Excerpts from point annotation data
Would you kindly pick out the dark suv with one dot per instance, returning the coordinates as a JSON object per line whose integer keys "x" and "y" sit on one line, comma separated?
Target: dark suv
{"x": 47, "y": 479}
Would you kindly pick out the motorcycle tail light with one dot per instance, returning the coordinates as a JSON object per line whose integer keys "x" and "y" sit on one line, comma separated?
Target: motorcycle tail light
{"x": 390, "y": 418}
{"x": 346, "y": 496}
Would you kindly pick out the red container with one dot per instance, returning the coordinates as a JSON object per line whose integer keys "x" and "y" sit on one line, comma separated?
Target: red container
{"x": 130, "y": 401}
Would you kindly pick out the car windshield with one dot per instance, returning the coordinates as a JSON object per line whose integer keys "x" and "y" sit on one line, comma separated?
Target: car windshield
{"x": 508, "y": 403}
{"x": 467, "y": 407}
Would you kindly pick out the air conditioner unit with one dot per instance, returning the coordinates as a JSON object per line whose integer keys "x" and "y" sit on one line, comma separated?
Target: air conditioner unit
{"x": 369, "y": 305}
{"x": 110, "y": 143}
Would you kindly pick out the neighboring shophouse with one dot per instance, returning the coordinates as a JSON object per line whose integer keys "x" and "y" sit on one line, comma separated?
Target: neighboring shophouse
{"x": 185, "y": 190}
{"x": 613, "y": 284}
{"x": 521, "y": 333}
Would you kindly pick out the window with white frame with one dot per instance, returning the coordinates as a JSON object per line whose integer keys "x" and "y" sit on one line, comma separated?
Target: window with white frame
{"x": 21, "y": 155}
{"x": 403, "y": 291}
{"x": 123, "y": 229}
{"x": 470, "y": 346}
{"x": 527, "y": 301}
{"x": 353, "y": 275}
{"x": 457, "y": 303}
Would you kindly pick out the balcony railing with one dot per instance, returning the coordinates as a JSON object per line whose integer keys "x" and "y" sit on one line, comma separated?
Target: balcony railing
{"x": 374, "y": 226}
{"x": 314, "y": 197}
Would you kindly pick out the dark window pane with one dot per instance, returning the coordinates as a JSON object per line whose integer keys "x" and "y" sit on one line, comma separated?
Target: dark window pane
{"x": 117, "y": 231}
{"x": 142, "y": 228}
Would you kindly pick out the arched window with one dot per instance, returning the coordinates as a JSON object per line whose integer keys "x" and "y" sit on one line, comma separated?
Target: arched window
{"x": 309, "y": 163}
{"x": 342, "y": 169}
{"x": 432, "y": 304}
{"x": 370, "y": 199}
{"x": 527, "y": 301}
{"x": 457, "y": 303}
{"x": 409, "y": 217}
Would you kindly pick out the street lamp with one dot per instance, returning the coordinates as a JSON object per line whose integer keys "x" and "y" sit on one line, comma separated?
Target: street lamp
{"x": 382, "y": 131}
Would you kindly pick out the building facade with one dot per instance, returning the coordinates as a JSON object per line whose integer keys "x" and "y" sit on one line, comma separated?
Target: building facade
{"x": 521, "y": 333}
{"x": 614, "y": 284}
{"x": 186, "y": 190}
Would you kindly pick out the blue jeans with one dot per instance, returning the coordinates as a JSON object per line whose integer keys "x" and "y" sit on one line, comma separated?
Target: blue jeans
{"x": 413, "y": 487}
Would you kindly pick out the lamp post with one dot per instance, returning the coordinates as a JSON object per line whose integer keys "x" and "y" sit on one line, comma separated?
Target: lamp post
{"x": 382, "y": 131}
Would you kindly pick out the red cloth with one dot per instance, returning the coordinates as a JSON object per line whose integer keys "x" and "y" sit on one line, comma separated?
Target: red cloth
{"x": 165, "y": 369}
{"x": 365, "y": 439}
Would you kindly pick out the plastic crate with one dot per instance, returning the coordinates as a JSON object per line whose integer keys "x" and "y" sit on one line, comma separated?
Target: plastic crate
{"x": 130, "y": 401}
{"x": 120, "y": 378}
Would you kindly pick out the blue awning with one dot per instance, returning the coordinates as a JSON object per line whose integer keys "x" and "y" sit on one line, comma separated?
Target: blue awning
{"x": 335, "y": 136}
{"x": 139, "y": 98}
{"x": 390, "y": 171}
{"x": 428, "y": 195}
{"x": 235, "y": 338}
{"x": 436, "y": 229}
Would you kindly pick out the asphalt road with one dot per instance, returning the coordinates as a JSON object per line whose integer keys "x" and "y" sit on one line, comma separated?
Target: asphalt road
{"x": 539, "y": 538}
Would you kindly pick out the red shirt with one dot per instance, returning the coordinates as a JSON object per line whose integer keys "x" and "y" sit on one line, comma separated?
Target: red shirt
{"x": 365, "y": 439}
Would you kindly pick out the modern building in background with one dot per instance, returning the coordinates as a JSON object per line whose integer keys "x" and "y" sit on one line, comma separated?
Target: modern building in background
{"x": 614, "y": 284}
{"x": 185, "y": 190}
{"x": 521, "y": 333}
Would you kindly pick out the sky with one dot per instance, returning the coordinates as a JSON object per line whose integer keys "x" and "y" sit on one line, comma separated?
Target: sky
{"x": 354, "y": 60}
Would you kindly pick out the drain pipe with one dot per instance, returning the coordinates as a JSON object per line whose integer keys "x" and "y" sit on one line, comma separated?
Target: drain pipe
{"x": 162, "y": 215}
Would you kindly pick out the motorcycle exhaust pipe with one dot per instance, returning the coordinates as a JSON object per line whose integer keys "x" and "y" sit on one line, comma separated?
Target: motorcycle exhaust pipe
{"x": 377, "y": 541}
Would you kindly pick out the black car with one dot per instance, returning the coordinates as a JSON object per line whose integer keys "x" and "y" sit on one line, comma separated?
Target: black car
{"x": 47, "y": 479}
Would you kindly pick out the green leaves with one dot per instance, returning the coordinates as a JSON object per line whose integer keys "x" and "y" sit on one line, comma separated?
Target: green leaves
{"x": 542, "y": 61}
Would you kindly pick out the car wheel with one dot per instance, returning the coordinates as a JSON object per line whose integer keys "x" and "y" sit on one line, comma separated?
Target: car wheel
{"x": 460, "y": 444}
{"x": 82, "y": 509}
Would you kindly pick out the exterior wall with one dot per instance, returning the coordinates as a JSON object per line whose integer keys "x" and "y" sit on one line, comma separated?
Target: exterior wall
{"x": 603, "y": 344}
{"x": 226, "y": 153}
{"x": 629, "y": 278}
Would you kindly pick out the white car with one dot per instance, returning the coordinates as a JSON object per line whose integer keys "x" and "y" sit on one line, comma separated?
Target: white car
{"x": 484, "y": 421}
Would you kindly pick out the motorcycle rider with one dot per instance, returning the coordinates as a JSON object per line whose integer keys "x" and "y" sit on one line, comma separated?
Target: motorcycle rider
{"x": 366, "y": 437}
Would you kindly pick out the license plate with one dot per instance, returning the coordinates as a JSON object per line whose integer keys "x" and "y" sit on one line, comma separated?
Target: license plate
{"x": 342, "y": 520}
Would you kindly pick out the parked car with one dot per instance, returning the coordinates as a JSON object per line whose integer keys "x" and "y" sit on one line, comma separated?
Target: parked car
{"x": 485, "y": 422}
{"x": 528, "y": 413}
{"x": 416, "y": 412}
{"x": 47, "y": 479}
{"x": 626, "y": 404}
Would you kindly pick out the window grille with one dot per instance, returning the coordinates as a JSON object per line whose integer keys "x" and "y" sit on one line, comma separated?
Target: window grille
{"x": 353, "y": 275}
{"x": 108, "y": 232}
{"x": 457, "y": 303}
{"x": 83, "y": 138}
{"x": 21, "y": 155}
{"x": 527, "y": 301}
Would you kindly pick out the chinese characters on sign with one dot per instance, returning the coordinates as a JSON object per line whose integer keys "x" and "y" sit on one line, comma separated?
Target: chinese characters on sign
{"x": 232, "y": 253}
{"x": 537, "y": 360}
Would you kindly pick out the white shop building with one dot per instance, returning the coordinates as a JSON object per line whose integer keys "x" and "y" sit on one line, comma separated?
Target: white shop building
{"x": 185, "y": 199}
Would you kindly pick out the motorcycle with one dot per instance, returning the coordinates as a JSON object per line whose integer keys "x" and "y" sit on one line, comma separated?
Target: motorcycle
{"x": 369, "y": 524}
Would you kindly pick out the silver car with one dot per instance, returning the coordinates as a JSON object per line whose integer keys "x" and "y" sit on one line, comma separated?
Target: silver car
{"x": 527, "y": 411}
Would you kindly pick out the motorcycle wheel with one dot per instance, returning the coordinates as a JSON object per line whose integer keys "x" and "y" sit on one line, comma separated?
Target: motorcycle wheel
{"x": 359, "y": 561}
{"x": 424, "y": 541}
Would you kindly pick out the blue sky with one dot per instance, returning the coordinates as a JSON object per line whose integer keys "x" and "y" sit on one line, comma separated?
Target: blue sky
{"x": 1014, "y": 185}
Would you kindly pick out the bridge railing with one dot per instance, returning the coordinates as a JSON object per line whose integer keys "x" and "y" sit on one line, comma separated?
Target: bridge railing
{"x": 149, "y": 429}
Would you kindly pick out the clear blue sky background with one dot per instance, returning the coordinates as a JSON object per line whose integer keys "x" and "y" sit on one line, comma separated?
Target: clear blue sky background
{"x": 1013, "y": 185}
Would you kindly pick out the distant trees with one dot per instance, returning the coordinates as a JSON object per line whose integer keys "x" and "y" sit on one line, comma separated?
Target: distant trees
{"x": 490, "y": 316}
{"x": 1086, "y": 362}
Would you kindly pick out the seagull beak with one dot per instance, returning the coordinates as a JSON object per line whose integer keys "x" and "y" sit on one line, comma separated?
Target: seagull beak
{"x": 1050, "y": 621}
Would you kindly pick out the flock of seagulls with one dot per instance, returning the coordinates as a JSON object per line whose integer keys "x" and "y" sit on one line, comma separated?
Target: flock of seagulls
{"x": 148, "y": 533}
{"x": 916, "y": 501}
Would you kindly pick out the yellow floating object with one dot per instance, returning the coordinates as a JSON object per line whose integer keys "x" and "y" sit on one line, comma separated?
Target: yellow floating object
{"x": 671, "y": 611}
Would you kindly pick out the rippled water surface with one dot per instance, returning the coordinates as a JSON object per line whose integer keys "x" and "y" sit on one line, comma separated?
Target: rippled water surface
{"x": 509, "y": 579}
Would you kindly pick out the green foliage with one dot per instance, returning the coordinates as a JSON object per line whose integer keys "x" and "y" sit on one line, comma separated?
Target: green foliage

**Goal of the exercise:**
Reproduce only the lines between the line containing "Would you kindly pick out the blue sky" and the last line of the records, those two lines included, exactly.

**Worked solution:**
Would you kindly pick out the blue sky with one dot per instance, returning the coordinates as a JSON object per line whose integer keys "x" and "y" sit on one line, comma separated?
Target: blue sky
{"x": 1014, "y": 185}
Would you kindly pick out the bridge railing with one dot per instance, returning the coordinates as a JSON object per line whose integer keys "x" and "y" sit on one line, comma separated?
Target: bridge railing
{"x": 149, "y": 429}
Would you kindly pick out the clear blue sky background with one dot per instance, returning the coordinates as a JSON object per line whose integer keys "x" and "y" sit on one line, comma separated?
Target: clear blue sky background
{"x": 1013, "y": 185}
Would you kindly pick out the distant trees with one dot per instance, returning the coordinates as a JSON object per line whose integer keys "x" and "y" sit on one line, comma separated?
Target: distant trees
{"x": 490, "y": 316}
{"x": 1086, "y": 362}
Would you kindly pick out the seagull beak with one dot per instance, returning the coordinates as a JSON object per line whose integer keys "x" and "y" sit on one line, comma separated?
Target: seagull beak
{"x": 1050, "y": 621}
Would you kindly pick out the flock of seagulls with one dot per instance, returning the coordinates as a JSON object per line whose integer keys "x" and "y" sit on one line, comma separated?
Target: flock of seagulls
{"x": 148, "y": 533}
{"x": 916, "y": 501}
Would you kindly pick out the yellow floating object with one dot per instance, returning the coordinates as a JSON object per line whose integer keys "x" and "y" sit on one line, comma separated?
Target: yellow floating object
{"x": 671, "y": 611}
Would you kindly pick out the rippled water surface with one dot per instance, returning the coordinates as a JSON object per line whose integer keys "x" and "y" sit on one line, comma separated?
Target: rippled water surface
{"x": 509, "y": 579}
Would you kindly pick out the green foliage with one dot per instance, returning the coordinates as a JSON object per line whose integer keys "x" and "y" sit on one line, comma separated?
Target: green foliage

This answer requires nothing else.